◆ **What to work on**:
Write out, exactly as they appear, only the lines running from the line with "Labeling tool output request: for every visible chair" to the final line of the listing; include both.

[Data for this exercise Boundary: Start]

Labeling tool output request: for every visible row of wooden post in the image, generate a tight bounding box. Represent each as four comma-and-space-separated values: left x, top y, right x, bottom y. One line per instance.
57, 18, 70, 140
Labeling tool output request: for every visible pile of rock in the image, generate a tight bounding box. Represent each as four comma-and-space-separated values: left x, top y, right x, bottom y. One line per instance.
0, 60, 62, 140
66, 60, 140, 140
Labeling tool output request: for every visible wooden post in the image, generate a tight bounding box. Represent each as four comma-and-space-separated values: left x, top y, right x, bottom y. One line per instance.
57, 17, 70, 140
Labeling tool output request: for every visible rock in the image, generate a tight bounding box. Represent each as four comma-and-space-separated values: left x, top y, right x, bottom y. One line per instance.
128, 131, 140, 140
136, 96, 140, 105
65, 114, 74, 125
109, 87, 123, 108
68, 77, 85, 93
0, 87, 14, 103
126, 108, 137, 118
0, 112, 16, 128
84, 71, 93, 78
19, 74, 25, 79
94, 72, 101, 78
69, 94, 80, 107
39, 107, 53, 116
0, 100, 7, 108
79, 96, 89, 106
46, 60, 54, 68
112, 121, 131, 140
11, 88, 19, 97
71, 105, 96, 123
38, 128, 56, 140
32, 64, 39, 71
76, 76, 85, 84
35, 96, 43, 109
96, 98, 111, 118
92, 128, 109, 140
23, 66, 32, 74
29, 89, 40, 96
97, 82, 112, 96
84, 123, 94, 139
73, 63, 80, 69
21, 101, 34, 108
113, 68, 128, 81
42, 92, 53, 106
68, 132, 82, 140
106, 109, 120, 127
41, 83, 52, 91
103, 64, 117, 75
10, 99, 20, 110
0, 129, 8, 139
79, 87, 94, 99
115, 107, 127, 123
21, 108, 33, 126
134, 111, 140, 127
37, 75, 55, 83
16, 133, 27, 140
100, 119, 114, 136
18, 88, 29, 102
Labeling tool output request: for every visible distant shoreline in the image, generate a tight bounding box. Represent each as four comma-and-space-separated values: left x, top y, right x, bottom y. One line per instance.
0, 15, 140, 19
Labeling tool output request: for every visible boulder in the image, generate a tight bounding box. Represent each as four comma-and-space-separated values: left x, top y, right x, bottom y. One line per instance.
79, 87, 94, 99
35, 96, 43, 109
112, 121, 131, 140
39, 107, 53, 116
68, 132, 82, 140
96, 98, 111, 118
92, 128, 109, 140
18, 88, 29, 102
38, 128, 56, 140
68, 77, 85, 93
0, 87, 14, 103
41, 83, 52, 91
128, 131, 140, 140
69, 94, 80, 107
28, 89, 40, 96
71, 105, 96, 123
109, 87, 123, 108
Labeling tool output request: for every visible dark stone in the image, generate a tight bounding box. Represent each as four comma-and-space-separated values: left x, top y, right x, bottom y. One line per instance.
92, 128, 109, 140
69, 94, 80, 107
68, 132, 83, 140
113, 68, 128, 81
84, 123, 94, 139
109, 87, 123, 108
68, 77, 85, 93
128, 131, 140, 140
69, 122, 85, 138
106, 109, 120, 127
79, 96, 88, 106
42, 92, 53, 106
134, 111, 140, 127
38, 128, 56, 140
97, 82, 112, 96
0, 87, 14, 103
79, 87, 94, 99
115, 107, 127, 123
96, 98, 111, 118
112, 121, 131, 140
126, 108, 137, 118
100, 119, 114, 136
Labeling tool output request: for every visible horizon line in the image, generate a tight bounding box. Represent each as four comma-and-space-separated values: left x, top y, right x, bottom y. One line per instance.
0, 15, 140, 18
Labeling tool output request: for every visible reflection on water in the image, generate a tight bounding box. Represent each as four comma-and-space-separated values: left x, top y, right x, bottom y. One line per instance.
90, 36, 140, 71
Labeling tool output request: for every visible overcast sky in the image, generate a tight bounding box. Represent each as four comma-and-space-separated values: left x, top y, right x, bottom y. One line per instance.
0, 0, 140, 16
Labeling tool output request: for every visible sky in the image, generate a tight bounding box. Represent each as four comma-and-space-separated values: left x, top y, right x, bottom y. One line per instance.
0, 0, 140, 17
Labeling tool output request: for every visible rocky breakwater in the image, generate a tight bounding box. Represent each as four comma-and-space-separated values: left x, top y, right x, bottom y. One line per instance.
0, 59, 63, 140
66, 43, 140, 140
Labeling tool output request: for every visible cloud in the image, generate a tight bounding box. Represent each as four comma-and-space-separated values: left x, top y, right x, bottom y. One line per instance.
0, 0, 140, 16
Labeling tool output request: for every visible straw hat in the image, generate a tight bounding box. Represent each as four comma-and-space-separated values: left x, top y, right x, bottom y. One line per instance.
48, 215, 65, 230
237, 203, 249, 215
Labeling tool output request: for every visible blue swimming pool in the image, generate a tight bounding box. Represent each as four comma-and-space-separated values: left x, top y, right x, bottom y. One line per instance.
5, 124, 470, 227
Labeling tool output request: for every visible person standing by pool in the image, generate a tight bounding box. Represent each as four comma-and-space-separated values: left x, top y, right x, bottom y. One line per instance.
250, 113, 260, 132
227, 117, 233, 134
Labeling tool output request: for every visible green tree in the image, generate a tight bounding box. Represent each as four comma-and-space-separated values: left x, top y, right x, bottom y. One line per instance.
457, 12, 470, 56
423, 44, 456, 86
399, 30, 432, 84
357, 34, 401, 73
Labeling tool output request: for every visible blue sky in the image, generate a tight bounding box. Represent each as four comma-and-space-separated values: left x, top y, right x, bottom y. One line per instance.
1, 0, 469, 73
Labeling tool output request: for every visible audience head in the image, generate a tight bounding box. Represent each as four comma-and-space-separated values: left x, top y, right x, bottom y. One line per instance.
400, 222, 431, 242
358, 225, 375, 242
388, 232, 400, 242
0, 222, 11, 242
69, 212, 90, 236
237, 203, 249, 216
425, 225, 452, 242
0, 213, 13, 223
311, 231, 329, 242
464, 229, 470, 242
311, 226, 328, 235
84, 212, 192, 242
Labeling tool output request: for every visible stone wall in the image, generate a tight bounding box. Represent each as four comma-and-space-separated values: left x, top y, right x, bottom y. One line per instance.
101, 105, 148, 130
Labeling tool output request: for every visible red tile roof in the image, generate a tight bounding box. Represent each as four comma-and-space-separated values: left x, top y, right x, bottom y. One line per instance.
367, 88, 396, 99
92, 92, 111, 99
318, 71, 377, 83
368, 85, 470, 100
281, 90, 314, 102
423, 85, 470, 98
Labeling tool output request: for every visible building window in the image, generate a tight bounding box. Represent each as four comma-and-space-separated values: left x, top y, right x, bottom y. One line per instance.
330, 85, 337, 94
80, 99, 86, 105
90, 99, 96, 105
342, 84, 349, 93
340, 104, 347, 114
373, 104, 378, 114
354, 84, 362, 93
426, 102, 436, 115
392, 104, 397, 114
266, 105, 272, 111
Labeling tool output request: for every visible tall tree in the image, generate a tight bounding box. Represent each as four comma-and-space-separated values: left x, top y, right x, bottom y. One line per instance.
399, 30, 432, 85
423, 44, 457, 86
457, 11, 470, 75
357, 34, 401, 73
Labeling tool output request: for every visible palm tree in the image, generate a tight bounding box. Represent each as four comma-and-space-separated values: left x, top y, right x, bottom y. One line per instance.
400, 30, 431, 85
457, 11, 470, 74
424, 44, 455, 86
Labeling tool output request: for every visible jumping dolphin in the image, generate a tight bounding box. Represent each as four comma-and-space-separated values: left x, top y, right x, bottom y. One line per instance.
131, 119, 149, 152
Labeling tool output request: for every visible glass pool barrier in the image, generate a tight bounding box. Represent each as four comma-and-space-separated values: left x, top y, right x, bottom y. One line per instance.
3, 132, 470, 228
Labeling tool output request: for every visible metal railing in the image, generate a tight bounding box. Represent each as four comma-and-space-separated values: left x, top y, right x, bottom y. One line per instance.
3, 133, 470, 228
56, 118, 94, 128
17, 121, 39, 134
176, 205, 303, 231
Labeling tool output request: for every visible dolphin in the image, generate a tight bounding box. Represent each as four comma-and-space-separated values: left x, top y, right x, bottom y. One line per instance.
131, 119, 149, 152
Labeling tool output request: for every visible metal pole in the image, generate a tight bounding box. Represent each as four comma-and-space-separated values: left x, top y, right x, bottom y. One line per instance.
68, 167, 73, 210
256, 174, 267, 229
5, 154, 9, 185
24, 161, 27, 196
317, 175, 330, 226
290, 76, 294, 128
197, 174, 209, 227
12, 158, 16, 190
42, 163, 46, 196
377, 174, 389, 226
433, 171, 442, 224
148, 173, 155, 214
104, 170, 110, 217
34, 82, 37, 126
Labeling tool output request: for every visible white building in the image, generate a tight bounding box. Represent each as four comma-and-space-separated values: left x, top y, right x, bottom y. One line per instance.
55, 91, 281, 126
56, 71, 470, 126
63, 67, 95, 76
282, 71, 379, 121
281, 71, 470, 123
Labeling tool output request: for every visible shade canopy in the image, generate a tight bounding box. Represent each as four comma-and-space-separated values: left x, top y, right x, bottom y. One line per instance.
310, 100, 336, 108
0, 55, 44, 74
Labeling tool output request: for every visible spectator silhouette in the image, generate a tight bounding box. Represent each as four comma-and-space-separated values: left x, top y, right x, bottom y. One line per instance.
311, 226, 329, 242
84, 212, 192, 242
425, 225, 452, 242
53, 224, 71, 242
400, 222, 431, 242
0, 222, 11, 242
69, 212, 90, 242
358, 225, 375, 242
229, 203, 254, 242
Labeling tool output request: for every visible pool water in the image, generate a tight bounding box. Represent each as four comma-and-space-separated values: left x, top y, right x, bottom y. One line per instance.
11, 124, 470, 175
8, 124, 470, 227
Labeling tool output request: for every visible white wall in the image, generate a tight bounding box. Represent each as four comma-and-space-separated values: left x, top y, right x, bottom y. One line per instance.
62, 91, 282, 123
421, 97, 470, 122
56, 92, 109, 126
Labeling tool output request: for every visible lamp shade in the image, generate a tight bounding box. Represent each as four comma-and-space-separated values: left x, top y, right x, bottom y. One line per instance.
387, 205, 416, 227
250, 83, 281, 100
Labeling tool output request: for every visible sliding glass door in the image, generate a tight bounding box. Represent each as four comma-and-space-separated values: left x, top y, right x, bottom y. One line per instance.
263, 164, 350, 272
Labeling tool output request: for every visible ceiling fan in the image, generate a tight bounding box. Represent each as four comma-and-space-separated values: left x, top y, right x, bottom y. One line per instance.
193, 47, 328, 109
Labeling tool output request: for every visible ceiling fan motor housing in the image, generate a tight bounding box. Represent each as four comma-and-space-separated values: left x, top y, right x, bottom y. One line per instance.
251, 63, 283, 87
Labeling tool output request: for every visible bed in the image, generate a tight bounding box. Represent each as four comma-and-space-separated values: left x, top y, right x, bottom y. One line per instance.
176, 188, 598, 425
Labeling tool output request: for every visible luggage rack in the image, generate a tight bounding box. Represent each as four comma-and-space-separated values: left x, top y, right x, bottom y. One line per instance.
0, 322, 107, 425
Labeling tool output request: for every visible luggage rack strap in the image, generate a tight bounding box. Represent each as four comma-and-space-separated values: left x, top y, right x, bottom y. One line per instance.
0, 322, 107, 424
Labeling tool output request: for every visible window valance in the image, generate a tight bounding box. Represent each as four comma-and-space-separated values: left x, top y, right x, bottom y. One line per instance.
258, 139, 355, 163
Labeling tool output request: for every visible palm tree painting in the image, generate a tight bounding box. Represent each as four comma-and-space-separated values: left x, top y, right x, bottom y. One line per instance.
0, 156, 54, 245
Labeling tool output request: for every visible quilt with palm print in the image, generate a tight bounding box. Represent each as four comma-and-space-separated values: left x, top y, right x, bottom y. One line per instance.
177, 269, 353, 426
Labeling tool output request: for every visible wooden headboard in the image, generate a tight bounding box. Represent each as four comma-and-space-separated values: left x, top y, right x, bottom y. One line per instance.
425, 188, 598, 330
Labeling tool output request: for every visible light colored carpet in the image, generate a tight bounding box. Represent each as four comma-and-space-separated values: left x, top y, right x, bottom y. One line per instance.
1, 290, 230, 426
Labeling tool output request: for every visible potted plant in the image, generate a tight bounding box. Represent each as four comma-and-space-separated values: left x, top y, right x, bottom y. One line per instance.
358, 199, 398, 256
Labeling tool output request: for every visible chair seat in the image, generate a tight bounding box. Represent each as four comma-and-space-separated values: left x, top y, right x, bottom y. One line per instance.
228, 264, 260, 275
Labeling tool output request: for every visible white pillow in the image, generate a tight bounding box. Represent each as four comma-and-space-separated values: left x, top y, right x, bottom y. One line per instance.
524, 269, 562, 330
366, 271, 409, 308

[Data for this exercise Boundary: End]

◆ **Solution**:
Labeling tool output request: for every visible chair seat in the image, generate a tight bounding box. Represent each as four comma-and-space-separated values: left x, top y, right x, bottom y. One line per instance.
228, 264, 260, 275
Labeling tool output request: for every visible white pillow in the image, generate a tight bounding box. Represent each as four comma-and-space-separated values: left x, top y, right x, bottom y. One line per instance.
524, 269, 562, 330
366, 271, 409, 308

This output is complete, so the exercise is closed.